__Task objective__: Reproduce exactly the final portion of the data: every line from the one containing "Annotate the sky" through the last line, inclusive.

Region pointing data:
%%

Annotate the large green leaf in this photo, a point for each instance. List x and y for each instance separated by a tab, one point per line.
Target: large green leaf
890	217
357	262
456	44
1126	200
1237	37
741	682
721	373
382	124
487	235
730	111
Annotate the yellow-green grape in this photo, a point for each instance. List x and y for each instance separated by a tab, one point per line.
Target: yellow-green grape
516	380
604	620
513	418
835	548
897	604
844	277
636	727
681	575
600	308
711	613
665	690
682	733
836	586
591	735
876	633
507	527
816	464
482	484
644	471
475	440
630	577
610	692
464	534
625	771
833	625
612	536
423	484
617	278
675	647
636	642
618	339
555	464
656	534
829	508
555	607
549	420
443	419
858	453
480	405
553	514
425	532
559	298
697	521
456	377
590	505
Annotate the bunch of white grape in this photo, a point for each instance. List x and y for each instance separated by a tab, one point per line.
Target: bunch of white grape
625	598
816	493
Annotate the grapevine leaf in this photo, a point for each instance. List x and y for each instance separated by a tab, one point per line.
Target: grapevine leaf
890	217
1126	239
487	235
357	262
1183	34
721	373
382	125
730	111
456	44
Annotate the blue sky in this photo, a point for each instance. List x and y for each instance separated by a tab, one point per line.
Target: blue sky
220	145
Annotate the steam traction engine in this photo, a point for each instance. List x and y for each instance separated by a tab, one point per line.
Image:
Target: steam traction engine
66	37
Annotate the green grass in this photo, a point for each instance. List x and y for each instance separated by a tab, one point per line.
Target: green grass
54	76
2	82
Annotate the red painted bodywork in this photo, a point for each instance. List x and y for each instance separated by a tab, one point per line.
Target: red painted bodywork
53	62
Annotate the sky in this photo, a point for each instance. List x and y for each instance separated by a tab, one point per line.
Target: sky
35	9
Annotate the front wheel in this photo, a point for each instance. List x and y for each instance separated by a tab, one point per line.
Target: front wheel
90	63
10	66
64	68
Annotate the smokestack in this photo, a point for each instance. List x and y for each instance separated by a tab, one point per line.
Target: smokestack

%%

__Response to the exercise__:
Annotate the sky in this photo, a point for each instance. List x and y for each instance separated by a tab, one point per line.
Target: sky
35	9
Annotate the front wheel in this photo, a point for each instance. List x and y for each instance separated by a tab, one point per line.
Target: front wheel
90	63
10	66
64	68
Annotate the smokestack in this photo, a point for each instance. List x and y for each instance separated by a tab, one point per line.
Target: smokestack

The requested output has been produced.